**Record list:**
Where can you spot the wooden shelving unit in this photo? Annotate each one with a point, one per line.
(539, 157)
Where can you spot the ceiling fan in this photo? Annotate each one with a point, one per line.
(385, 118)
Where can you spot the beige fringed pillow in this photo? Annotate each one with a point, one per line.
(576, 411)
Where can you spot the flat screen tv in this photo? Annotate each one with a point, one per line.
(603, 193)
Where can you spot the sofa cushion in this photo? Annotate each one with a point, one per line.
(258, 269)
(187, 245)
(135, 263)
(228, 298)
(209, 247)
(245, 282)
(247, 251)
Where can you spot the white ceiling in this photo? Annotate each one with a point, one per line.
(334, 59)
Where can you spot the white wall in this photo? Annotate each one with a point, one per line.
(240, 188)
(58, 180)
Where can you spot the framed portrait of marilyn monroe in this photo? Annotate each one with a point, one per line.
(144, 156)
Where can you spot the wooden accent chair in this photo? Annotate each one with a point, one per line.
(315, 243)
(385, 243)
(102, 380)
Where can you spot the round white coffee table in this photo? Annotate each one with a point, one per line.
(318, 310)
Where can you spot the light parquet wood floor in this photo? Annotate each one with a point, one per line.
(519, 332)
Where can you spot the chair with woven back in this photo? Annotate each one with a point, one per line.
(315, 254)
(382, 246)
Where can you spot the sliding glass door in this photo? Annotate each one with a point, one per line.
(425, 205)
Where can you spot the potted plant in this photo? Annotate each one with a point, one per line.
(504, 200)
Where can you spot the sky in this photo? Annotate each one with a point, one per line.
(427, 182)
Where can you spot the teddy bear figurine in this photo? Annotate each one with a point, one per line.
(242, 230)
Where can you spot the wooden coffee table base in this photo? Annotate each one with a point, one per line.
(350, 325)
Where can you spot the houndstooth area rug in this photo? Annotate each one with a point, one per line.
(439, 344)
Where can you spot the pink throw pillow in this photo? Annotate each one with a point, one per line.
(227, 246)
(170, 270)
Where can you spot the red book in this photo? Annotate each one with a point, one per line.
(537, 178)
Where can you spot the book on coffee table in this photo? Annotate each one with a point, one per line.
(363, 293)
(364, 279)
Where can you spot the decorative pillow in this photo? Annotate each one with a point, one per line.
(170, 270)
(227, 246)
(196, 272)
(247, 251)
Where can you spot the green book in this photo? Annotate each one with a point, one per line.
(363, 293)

**Task requirements:**
Update the data above so that "flat screen tv" becomes "television", and change nothing else.

**Written response:**
Where can you spot the wooden shelving unit in this photo? Annotate each one with a point, one per line.
(539, 157)
Where can you spot the ceiling fan in this photo? Annotate each one with a point, one per line.
(385, 118)
Where can you spot the beige fringed pillow in this photo? Annotate each one with a point, one per line.
(576, 411)
Where can you spot the television in this photo? Annotate each one with a point, one per line.
(603, 193)
Where can you spot the sofa cushion in this photo? Annotate each one with a point, one per line.
(258, 269)
(187, 245)
(135, 263)
(228, 298)
(209, 247)
(245, 282)
(247, 251)
Where can you spot the white ceiling in this photo? Annotate each one with a point, one per line.
(334, 59)
Where can you spot the white wall in this photo? Annotate each one with a point, one per line.
(240, 188)
(58, 180)
Where can you spot the framed portrait of marilyn monroe in this photo? Annotate each one with a point, one per line.
(144, 156)
Where can you spot the wooden accent chair in this photo? Annotate each one with a point, one per line.
(315, 243)
(385, 243)
(102, 380)
Where can you spot the round white coffee table in this photo? Annotate each one with a point, one per line.
(318, 310)
Where can you spot the light parquet wood floor in this photo? Annotate each one with a point, one per line.
(519, 332)
Where can you spot the chair with woven back in this photo? Annotate each one with a point, one per line.
(315, 254)
(382, 246)
Where can you spot the sliding glass door in this photo? Annotate each one with a point, one per line.
(425, 205)
Where can you spot the potted plant in this photo? Annotate each one with a point, one per line.
(504, 200)
Where can you spot the sky in this photo? Annotate each one with a point, one per line.
(427, 182)
Where can you spot the teddy bear figurine in this photo? Annotate each one with a point, one per line.
(242, 230)
Where can you spot the wooden coffee table base in this photo? Annotate each one with a point, one per line.
(350, 325)
Where can you spot the houndstooth area rug in this photo? Annotate each one with a point, one per line.
(439, 344)
Where can you spot the pink throw pillow in this photo? Annotate each one with a point, one per line.
(227, 246)
(170, 270)
Where can you spot the red book in this photo? Annotate each one with a point, one per line.
(537, 178)
Where can you spot the book on coffee table in this photo? Annotate each one with a point, one per line.
(363, 293)
(364, 279)
Where can you spot the decorative pillow in this photo? Annotate each one with a point, one per line.
(170, 270)
(227, 246)
(196, 272)
(247, 251)
Where can you spot the green book in this photo? Annotate each one with a point, one per line.
(363, 293)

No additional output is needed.